**PASSAGE FOR REVIEW:**
"""

According to the of Population, there were 8,200 people in Petersham.
- 67.2% of people were born in Australia. The most common countries of birth were England 4.5%, New Zealand 2.0%, Portugal 1.8%, China 1.3% and Italy 1.2%.
- 75.1% of people only spoke English at home. Other languages spoken at home included Portuguese 2.6%, Greek 2.0%, Italian 1.8%, Spanish 1.7% and Mandarin 1.6%.
- The most common responses for religion were No Religion 54.4%, Catholic 19.0%, Not stated 6.5%, Anglican 5.3% and Eastern Orthodox 3.6%.
Several families with children attending nearby private schools (such as MLC, Presbyterian Ladies' College and Trinity Grammar School) live in Petersham.

==Notable residents==
- Milly Alcock, actress and star of Supergirl
- Keith Chisholm MC DFM (1918–1991) was born in Petersham
- Percy Hordern (1864–1926) Alderman and Mayor of Petersham Council and a member of the New South Wales Legislative Council
- Alick Kay, member of the New South Wales Legislative Assembly
- Robert Wardell, barrister and co-founder and inaugural editor of colonial-era newspaper The Australian alongside Wentworth
- William Wentworth, statesman, lived in Petersham in the 1820s

==Culture==
Local events include the annual Audley Street festival (Bairro Português), which is a celebration of the suburb's Portuguese ties. Petersham is also home to the Petersham Bowling Club and Petersham RSL Club.

"""

**RECORD EXCERPTS:**
"""

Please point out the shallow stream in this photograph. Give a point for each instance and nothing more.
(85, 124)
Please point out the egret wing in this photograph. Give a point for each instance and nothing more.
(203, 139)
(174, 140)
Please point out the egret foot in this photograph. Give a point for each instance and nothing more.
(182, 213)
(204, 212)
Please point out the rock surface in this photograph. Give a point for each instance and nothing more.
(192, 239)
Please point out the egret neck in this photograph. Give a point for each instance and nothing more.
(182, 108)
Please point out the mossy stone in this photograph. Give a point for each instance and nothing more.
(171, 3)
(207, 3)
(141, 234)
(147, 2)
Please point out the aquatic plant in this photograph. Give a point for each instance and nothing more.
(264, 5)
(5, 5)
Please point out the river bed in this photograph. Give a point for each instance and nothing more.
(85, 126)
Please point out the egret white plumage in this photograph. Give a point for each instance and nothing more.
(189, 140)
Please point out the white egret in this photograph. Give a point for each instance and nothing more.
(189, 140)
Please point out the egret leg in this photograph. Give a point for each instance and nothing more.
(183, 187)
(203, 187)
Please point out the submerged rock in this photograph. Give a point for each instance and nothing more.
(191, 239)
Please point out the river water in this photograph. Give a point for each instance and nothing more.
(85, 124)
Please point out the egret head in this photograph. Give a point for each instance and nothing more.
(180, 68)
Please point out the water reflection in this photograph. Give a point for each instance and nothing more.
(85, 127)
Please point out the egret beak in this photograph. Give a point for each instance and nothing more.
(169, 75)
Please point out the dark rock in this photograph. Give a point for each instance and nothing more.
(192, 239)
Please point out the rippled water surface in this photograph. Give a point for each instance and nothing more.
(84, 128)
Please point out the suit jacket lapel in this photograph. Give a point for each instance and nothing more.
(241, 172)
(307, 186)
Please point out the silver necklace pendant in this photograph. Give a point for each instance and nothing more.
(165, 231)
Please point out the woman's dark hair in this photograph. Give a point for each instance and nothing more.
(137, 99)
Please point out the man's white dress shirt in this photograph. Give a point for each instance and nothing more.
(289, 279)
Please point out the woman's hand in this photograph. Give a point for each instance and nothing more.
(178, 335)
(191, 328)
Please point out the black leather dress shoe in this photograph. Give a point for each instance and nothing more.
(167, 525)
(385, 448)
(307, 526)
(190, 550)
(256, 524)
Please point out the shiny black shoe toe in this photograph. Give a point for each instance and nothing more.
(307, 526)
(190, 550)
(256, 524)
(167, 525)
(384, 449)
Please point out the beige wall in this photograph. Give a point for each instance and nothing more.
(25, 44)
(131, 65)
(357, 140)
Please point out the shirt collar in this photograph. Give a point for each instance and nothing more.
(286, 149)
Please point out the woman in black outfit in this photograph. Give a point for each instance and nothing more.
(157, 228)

"""

**WHAT YOU NEED TO DO:**
- A) From the Petersham passage, reproduce everything from "- 75.1% of people" down to "and Mandarin 1.6%.".
- B) In the Petersham passage, which local event celebrates the suburb's Portuguese ties?

**WRITTEN ANSWERS:**
- A)
- 75.1% of people only spoke English at home. Other languages spoken at home included Portuguese 2.6%, Greek 2.0%, Italian 1.8%, Spanish 1.7% and Mandarin 1.6%.

- B) The annual Audley Street festival (Bairro Português).